AUFGABE 1 — In welchem Gebäude befindet sich laut dem Artikel über die ZUE Wimbern die Massenunterkunft?

TEXTAUSZUG —
+++

Unglaublich aber wahr: Enorm hohe Betriebskosten und ganz geringe Belegung in der ZUE Wimbern

29. November 2016

WIMBERN. Wie hoch sind die monatlichen beziehungsweise jährlichen Betriebskosten für die „Zentrale Unterbringungseinrichtung“ (ZUE) für Flüchtlinge in Wimbern? – Eine Frage, die die Bezirksregierung Arnsberg als Betreiber der ZUE eigentlich ganz schnell hätte beantworten können, da eine ordentliche Verwaltung die Gesamtausgaben doch sicherlich aufaddiert unter einer Kostenstelle in der Jahresabschlussrechnung des Finanzhaushaltes zur Verfügung stehen hat. Und nach dem nordrhein-westfälischen Landespressegesetz ist die Behörde natürlich zur Transparenz und zur Auskunft gegenüber Medienvertretern diesbezüglich verpflichtet. Trotzdem dauerte die Beantwortung der simplen Anfrage von „wickede.ruhr HEIMAT ONLINE“ an die Behörde schlussendlich mehrere Wochen. Und ohne die Androhung juristischer Schritte gegen die Verantwortlichen in der Bezirksregierung hätten wir die Summe wohl immer noch nicht. Nachstehend wird vielleicht klar, warum man solch ein Geheimnis darum gemacht hat.

In einer Anfrage an die Bezirksregierung vor einigen Wochen wollte „wickede.ruhr HEIMAT ONLINE“ nur wissen wie hoch die „laufenden Betriebskosten“ für die landeseigene Massenunterkunft im ehemaligen Marien-Krankenhaus an der Mendener Straße 52 in Wimbern tatsächlich sind. Angefangen von Miete und Mietnebenkosten über Personalausgaben für Betreuer, Dolmetscher, Haustechniker, Lehrer, Reinigungskräfte, Sicherheitsdienst und Verwaltungsmitarbeiter bis hin zu Energie- und Telekommunikationskosten sowie Grundsteuer und Gebühren für Abwasser und Müll, Essenslieferung und Verbrauchsmaterial et cetera. – Kurzum die gesamten bislang bekannten Kosten für den Betrieb der Einrichtung sowie die Unterbringung, Verpflegung und Betreuung der Bewohner.

+++

Datensätze
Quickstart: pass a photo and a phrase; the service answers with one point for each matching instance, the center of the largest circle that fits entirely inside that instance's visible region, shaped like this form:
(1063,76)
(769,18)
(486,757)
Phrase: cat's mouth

+++

AUFGABE 2 — Gib sämtliche Zeilen der Auflistung Wort für Wort wieder.

ANTWORT 1 — Im ehemaligen Marien-Krankenhaus an der Mendener Straße 52 in Wimbern.

ANTWORT 2 —
Quickstart: pass a photo and a phrase; the service answers with one point for each matching instance, the center of the largest circle that fits entirely inside that instance's visible region, shaped like this form:
(1063,76)
(769,18)
(486,757)
Phrase: cat's mouth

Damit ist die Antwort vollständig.